Enunciado:
Apresente todas as linhas da listagem abaixo como uma tabela Markdown com as colunas "n" (número da linha) e "Linha" (texto da linha). Omita as linhas em branco.

Listagem de dados:
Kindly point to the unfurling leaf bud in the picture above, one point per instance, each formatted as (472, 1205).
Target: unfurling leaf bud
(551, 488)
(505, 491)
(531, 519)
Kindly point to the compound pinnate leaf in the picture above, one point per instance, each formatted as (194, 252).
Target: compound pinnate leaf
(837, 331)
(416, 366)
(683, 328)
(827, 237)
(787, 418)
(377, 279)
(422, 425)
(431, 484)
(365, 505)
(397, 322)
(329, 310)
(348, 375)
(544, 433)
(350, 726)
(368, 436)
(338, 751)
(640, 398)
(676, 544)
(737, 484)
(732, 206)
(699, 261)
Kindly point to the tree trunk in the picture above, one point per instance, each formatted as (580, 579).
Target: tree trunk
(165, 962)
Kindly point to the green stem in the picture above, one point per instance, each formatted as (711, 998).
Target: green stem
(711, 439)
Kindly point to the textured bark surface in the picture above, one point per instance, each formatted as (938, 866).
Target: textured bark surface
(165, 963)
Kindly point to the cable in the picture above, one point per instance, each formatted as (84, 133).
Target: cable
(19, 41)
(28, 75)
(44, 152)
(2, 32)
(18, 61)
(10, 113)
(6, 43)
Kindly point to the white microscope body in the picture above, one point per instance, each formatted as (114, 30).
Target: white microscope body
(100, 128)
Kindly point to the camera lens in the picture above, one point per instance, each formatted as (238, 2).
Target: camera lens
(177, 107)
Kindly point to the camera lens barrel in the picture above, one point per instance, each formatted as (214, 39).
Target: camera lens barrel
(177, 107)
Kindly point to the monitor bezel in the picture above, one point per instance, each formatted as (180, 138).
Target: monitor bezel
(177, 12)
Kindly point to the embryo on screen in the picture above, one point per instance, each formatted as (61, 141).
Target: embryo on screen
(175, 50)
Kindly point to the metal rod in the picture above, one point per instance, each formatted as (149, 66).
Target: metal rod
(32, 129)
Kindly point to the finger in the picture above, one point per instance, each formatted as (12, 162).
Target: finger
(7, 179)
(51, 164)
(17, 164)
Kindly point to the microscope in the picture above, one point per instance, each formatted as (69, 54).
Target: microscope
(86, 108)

Resposta:
| n | Linha |
|---|---|
| 1 | Kindly point to the unfurling leaf bud in the picture above, one point per instance, each formatted as (472, 1205). |
| 2 | Target: unfurling leaf bud |
| 3 | (551, 488) |
| 4 | (505, 491) |
| 5 | (531, 519) |
| 6 | Kindly point to the compound pinnate leaf in the picture above, one point per instance, each formatted as (194, 252). |
| 7 | Target: compound pinnate leaf |
| 8 | (837, 331) |
| 9 | (416, 366) |
| 10 | (683, 328) |
| 11 | (827, 237) |
| 12 | (787, 418) |
| 13 | (377, 279) |
| 14 | (422, 425) |
| 15 | (431, 484) |
| 16 | (365, 505) |
| 17 | (397, 322) |
| 18 | (329, 310) |
| 19 | (348, 375) |
| 20 | (544, 433) |
| 21 | (350, 726) |
| 22 | (368, 436) |
| 23 | (338, 751) |
| 24 | (640, 398) |
| 25 | (676, 544) |
| 26 | (737, 484) |
| 27 | (732, 206) |
| 28 | (699, 261) |
| 29 | Kindly point to the tree trunk in the picture above, one point per instance, each formatted as (580, 579). |
| 30 | Target: tree trunk |
| 31 | (165, 962) |
| 32 | Kindly point to the green stem in the picture above, one point per instance, each formatted as (711, 998). |
| 33 | Target: green stem |
| 34 | (711, 439) |
| 35 | Kindly point to the textured bark surface in the picture above, one point per instance, each formatted as (938, 866). |
| 36 | Target: textured bark surface |
| 37 | (165, 963) |
| 38 | Kindly point to the cable in the picture above, one point per instance, each formatted as (84, 133). |
| 39 | Target: cable |
| 40 | (19, 41) |
| 41 | (28, 75) |
| 42 | (44, 152) |
| 43 | (2, 32) |
| 44 | (18, 61) |
| 45 | (10, 113) |
| 46 | (6, 43) |
| 47 | Kindly point to the white microscope body in the picture above, one point per instance, each formatted as (114, 30). |
| 48 | Target: white microscope body |
| 49 | (100, 128) |
| 50 | Kindly point to the camera lens in the picture above, one point per instance, each formatted as (238, 2). |
| 51 | Target: camera lens |
| 52 | (177, 107) |
| 53 | Kindly point to the camera lens barrel in the picture above, one point per instance, each formatted as (214, 39). |
| 54 | Target: camera lens barrel |
| 55 | (177, 107) |
| 56 | Kindly point to the monitor bezel in the picture above, one point per instance, each formatted as (180, 138). |
| 57 | Target: monitor bezel |
| 58 | (177, 12) |
| 59 | Kindly point to the embryo on screen in the picture above, one point per instance, each formatted as (61, 141). |
| 60 | Target: embryo on screen |
| 61 | (175, 50) |
| 62 | Kindly point to the metal rod in the picture above, one point per instance, each formatted as (149, 66). |
| 63 | Target: metal rod |
| 64 | (32, 129) |
| 65 | Kindly point to the finger in the picture above, one point per instance, each formatted as (12, 162). |
| 66 | Target: finger |
| 67 | (7, 179) |
| 68 | (51, 164) |
| 69 | (17, 164) |
| 70 | Kindly point to the microscope in the picture above, one point per instance, each formatted as (69, 54). |
| 71 | Target: microscope |
| 72 | (86, 108) |